## Start THE INPUT
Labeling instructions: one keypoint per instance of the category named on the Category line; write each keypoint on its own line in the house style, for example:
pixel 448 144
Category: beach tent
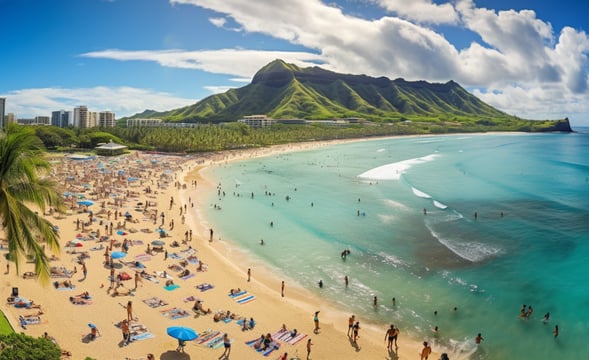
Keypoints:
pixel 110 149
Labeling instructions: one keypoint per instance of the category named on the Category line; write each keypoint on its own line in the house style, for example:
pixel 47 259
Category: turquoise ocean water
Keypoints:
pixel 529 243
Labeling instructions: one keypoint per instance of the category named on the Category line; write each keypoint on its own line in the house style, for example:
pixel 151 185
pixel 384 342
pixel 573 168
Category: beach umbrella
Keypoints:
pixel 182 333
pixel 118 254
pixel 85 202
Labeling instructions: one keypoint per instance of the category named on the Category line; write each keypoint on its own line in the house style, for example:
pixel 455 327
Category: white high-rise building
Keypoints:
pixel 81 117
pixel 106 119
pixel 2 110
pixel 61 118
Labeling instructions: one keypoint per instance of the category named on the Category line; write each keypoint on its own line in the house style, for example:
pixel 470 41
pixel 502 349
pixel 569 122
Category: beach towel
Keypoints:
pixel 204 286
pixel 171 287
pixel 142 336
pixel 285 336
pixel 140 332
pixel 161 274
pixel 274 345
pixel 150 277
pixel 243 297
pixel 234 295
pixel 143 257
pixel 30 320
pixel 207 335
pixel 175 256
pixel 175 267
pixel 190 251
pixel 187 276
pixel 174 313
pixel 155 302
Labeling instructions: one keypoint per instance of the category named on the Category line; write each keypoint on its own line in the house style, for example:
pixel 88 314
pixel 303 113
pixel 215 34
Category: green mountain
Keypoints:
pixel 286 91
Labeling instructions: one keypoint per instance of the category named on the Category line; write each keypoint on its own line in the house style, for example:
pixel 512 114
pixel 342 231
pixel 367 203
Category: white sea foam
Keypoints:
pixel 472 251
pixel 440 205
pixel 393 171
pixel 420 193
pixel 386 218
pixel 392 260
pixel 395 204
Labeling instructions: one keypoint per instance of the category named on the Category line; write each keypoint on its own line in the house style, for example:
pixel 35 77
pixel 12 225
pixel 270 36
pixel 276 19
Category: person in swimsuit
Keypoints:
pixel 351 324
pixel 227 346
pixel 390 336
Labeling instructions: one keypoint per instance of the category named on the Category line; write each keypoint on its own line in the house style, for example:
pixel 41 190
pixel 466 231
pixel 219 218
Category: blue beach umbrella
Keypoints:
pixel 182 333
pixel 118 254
## End THE INPUT
## Start THE INPUT
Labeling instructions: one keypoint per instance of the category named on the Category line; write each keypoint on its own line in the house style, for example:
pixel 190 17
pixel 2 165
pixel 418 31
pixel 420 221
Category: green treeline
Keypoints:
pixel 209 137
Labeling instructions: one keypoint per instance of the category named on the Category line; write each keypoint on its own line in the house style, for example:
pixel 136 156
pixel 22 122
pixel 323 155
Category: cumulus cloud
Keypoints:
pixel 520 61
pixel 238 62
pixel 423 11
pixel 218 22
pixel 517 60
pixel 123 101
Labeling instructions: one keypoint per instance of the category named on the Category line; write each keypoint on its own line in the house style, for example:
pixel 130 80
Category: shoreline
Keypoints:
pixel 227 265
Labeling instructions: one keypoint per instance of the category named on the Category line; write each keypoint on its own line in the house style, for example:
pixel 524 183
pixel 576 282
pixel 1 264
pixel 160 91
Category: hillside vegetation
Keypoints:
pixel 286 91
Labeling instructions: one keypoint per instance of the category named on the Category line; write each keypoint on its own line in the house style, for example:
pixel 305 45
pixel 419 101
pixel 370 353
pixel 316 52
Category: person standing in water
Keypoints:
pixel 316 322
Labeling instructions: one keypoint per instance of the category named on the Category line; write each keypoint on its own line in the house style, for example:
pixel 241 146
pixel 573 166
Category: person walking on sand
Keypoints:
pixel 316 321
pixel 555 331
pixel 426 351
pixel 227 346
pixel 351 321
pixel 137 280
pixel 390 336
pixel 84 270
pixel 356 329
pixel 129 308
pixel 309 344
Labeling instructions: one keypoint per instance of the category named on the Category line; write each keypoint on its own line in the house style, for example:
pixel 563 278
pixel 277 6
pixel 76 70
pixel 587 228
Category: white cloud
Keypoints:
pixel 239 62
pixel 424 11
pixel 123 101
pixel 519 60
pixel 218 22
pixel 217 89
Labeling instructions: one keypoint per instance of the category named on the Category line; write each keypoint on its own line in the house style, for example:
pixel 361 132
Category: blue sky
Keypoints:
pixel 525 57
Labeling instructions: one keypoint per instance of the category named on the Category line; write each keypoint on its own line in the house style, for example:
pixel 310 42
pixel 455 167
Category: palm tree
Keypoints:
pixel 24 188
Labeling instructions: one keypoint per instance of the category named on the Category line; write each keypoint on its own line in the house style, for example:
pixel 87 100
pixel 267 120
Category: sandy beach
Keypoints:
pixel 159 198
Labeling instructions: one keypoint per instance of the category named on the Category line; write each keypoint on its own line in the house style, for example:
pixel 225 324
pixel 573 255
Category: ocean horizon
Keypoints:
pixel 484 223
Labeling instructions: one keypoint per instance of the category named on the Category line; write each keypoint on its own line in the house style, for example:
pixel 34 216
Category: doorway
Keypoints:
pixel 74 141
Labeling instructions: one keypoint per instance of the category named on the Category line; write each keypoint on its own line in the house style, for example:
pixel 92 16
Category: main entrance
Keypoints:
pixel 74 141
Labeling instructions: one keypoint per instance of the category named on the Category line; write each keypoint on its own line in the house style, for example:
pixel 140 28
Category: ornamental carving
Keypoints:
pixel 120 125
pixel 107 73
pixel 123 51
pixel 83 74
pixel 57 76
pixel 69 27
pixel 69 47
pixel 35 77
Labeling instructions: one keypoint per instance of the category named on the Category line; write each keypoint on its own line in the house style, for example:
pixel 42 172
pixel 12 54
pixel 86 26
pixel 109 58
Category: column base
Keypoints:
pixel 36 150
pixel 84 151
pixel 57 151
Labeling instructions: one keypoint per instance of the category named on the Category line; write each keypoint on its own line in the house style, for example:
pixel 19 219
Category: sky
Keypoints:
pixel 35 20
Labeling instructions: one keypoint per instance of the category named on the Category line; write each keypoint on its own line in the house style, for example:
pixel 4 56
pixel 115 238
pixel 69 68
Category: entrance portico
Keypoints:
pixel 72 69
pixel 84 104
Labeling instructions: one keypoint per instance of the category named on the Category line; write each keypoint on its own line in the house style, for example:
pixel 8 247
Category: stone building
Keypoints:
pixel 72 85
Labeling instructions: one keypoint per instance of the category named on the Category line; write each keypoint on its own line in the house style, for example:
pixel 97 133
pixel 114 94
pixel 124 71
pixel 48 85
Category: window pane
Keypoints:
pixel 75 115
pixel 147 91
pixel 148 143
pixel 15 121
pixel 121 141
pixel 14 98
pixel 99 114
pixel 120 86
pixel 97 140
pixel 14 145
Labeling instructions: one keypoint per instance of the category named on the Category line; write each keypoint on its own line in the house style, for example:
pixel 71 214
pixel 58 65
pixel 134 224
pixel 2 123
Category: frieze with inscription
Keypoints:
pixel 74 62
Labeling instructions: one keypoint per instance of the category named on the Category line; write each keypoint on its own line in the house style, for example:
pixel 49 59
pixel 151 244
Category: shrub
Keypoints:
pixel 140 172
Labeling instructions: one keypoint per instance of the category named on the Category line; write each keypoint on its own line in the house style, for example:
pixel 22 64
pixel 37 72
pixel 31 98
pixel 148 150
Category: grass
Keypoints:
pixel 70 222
## End THE INPUT
## Start THE INPUT
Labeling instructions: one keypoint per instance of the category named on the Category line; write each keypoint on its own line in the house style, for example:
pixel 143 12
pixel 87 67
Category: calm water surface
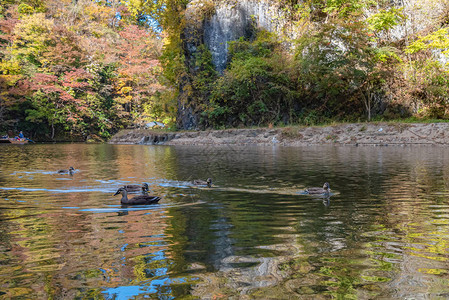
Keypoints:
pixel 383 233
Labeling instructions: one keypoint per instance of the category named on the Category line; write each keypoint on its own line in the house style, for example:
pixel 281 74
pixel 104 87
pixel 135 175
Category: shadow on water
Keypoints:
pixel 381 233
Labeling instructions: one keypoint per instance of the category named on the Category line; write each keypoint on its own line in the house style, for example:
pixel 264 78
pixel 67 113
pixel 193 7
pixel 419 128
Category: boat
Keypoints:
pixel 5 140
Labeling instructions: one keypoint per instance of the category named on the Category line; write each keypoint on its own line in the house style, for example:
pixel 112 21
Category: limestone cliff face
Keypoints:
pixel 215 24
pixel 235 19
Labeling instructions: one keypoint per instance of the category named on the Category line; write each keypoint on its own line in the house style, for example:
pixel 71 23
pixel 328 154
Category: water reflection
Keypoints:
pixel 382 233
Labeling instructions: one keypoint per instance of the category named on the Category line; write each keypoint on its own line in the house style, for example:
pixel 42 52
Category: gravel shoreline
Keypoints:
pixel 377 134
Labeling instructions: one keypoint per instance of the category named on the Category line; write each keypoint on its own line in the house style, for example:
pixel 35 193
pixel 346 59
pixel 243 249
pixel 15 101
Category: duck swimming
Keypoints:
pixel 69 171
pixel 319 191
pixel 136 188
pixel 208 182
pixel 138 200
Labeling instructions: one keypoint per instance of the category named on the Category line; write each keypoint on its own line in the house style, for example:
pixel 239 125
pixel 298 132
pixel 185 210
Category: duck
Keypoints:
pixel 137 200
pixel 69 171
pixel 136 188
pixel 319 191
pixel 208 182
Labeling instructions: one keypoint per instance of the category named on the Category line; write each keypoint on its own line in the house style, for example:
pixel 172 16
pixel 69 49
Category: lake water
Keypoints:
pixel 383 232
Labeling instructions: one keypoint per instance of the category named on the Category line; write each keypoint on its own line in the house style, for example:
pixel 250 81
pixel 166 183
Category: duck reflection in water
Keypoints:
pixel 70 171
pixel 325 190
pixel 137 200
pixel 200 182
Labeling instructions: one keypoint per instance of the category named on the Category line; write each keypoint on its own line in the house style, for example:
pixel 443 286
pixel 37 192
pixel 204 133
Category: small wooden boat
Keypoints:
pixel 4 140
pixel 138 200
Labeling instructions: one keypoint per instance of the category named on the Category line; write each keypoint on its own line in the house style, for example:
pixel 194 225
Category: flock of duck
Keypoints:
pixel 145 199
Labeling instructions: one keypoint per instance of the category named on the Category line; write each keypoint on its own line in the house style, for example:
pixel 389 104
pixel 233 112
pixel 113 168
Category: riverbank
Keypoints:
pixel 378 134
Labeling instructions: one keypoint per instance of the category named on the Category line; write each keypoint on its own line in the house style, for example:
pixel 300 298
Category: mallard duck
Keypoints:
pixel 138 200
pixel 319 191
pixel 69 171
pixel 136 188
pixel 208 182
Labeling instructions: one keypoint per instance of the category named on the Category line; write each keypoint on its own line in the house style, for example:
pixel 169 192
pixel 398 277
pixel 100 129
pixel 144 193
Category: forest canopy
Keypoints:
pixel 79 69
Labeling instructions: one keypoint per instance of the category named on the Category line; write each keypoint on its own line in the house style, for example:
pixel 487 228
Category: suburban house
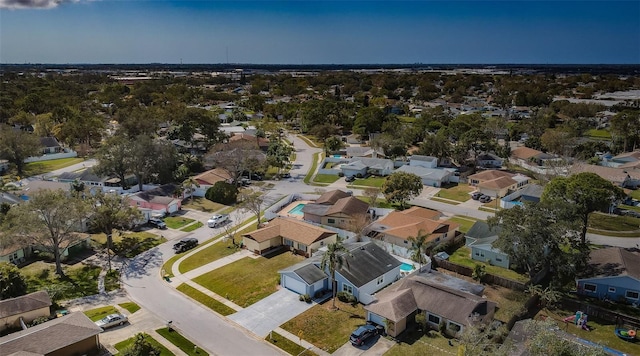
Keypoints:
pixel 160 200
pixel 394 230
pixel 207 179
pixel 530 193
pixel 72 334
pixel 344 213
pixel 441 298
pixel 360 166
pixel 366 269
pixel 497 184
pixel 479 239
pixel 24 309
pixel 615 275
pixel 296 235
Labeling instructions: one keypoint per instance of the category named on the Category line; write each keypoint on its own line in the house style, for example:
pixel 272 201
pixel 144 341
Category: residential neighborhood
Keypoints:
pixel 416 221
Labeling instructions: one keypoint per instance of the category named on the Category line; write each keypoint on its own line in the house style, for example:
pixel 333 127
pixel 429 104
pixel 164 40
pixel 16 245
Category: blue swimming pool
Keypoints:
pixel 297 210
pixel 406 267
## End THE INPUT
• **WORK TO DO**:
Pull out every line of the entries that contains the string "beach". Copy each such line unchanged, in the order it appears.

• **RESULT**:
Category: beach tent
Category: beach umbrella
Category: beach towel
Category: blue beach umbrella
Category: sandy beach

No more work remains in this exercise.